• **Description of the task**
Repeat the rows word for word, starting with the line that contains "table, it would be much appreciated." and going on through the line that contains "M504 629L516 596L474".

• **Stored data**
%%

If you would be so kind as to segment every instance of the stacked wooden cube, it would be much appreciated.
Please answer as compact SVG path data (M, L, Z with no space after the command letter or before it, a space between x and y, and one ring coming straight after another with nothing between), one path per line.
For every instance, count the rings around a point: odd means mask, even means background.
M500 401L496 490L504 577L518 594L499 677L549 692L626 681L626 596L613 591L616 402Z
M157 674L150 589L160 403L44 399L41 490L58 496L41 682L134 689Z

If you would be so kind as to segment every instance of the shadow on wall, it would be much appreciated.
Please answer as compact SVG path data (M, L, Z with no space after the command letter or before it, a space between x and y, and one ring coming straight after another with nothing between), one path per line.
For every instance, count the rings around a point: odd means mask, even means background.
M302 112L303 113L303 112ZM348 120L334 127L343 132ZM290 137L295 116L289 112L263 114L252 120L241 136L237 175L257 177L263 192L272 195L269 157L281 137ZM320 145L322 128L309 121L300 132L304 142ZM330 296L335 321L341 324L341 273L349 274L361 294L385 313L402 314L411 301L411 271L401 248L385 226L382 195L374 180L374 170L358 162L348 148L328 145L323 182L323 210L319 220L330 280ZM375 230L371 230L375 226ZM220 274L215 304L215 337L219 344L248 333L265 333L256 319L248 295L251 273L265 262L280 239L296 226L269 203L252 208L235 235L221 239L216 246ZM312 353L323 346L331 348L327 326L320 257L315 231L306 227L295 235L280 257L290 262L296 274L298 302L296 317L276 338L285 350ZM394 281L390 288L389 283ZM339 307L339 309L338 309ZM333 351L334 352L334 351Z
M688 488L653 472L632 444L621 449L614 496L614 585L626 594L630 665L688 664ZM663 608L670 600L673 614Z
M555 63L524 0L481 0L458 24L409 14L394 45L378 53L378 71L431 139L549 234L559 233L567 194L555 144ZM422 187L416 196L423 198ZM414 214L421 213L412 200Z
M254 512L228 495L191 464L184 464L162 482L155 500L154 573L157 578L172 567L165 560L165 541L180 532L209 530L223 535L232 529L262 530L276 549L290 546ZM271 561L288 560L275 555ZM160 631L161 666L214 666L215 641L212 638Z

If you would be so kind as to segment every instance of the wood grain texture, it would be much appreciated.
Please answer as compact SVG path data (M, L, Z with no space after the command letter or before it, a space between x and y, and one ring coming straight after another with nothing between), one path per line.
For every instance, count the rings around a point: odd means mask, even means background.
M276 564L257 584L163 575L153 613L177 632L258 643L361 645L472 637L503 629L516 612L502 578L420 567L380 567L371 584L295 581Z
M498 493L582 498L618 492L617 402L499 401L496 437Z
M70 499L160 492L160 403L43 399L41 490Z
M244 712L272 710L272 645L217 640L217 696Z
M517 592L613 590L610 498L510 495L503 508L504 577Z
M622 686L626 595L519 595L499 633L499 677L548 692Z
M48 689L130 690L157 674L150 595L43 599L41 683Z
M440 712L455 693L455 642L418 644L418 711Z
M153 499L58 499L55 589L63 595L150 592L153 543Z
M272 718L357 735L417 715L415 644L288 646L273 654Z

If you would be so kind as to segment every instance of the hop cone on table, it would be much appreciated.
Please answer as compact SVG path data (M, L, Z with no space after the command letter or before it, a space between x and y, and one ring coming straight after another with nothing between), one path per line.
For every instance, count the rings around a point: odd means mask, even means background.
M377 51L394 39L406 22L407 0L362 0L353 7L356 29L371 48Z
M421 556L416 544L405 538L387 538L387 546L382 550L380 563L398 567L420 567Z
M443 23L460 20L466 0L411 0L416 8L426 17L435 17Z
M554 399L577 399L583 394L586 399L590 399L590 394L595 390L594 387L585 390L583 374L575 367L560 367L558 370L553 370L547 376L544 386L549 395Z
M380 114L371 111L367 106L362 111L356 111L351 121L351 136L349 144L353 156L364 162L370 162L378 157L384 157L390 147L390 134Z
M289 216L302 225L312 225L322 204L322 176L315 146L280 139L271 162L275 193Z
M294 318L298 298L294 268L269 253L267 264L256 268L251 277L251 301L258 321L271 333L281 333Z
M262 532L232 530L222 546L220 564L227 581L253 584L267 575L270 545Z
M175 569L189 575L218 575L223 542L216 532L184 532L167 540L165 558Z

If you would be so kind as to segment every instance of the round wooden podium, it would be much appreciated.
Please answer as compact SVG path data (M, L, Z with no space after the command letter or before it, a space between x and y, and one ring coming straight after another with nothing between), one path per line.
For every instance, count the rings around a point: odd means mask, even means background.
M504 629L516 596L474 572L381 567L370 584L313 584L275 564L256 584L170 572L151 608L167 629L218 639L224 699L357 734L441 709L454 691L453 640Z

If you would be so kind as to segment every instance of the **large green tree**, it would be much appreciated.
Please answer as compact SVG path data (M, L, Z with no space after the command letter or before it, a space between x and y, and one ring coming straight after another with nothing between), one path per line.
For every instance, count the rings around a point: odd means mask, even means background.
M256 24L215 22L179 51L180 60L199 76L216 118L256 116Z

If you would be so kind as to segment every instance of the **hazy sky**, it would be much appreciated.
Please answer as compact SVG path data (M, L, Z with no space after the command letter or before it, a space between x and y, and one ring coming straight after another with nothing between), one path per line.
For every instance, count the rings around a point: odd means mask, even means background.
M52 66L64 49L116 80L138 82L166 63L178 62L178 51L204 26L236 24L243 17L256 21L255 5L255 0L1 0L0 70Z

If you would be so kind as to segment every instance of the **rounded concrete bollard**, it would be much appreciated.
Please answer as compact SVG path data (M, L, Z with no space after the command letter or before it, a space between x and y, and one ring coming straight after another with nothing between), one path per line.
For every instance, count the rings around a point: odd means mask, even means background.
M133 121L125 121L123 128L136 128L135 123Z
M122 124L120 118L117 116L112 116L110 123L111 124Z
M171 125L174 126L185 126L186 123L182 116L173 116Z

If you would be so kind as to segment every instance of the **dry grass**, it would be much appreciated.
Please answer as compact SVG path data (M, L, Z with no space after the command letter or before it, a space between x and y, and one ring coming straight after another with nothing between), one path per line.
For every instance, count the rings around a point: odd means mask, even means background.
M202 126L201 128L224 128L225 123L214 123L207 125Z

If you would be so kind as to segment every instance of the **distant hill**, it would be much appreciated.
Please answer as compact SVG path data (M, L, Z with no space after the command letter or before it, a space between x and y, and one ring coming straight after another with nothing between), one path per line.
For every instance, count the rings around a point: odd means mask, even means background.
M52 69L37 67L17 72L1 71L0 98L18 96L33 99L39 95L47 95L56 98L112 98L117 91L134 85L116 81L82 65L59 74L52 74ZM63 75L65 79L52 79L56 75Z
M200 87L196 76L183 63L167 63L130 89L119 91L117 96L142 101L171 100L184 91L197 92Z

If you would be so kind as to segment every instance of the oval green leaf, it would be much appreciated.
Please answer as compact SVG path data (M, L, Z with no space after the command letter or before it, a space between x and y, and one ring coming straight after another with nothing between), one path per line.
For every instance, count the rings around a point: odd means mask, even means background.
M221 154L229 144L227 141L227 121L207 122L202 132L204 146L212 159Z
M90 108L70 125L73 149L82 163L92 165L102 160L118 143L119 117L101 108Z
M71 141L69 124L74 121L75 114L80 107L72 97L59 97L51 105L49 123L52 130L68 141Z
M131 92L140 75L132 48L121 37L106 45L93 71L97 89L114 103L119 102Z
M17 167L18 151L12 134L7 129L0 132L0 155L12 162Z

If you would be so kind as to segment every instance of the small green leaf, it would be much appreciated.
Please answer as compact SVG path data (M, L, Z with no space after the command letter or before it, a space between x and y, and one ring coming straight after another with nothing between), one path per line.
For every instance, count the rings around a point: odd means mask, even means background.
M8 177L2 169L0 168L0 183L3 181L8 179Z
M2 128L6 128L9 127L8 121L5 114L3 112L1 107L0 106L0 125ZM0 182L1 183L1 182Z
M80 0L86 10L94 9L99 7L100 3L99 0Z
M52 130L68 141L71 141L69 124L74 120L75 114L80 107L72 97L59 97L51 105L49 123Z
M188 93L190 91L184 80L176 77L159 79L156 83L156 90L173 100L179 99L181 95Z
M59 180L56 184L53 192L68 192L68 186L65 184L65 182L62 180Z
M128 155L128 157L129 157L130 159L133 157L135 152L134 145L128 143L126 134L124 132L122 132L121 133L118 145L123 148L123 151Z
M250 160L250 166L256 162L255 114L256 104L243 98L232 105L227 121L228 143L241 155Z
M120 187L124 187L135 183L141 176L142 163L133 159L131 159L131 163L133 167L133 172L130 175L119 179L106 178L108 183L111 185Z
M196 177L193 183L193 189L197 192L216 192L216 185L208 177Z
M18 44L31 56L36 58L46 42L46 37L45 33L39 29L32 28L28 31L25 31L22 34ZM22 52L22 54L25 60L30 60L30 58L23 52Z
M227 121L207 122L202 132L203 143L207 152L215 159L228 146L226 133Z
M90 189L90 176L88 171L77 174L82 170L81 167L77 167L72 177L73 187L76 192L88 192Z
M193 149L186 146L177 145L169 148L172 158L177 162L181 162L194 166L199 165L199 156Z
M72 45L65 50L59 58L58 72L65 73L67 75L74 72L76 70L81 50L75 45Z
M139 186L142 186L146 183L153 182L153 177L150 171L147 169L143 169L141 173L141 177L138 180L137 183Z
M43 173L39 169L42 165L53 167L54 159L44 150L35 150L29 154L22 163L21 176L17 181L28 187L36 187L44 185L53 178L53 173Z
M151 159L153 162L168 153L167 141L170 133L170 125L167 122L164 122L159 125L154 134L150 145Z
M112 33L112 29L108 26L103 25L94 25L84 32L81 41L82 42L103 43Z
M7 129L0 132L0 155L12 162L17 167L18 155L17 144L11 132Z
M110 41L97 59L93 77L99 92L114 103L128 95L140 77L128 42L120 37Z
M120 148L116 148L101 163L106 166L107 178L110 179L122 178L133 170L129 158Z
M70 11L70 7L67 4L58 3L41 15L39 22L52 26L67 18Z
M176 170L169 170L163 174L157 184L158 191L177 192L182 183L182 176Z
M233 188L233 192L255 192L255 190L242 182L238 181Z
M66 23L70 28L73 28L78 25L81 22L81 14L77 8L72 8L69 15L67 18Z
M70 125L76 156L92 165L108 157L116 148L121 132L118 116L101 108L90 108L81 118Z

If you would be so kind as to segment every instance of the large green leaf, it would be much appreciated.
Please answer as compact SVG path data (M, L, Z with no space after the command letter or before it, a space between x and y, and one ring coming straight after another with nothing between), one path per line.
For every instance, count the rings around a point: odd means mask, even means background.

%%

• **The completed task**
If you would be so kind as to segment every instance of the hop cone on table, it would be much appreciated.
Please answer as compact SVG path data (M, L, Z with no space after the command letter or before it, a space between x and y, and one ring coming straight after another with nothing between), one path per line.
For every instance, count the rings around a point: odd means mask, even means background.
M377 51L394 39L406 22L407 0L362 0L353 7L356 29L371 48Z
M421 556L416 544L405 538L387 538L387 546L382 550L380 563L398 567L420 567Z
M443 23L460 20L466 0L411 0L416 8L426 17L435 17Z
M554 399L577 399L583 394L586 399L590 399L590 394L595 390L594 387L585 390L583 374L575 367L560 367L558 370L553 370L547 376L544 386L549 395Z
M380 114L371 111L367 106L362 111L356 111L351 121L351 136L349 144L353 156L364 162L370 162L378 157L384 157L390 147L390 134Z
M289 216L302 225L312 225L322 204L322 176L315 146L280 139L271 162L275 193Z
M294 318L298 298L294 268L269 253L267 264L256 268L251 277L251 301L258 321L271 333L281 333Z
M262 532L232 530L222 546L220 564L227 581L253 584L267 575L270 545Z
M175 569L189 575L218 575L223 542L216 532L184 532L167 540L165 558Z

If you would be so kind as to segment every instance of the round wooden podium, it would be much appreciated.
Please answer as compact SVG path data (M, L, Z with no space after the command letter or before it, a space between x and y, and one ring coming straight after another with nothing between), one path per line.
For every instance, count the rings around a point: odd means mask, even means background.
M504 629L516 596L474 572L381 567L370 584L313 584L275 564L256 584L170 572L151 608L167 629L218 639L224 699L357 734L441 709L454 691L453 640Z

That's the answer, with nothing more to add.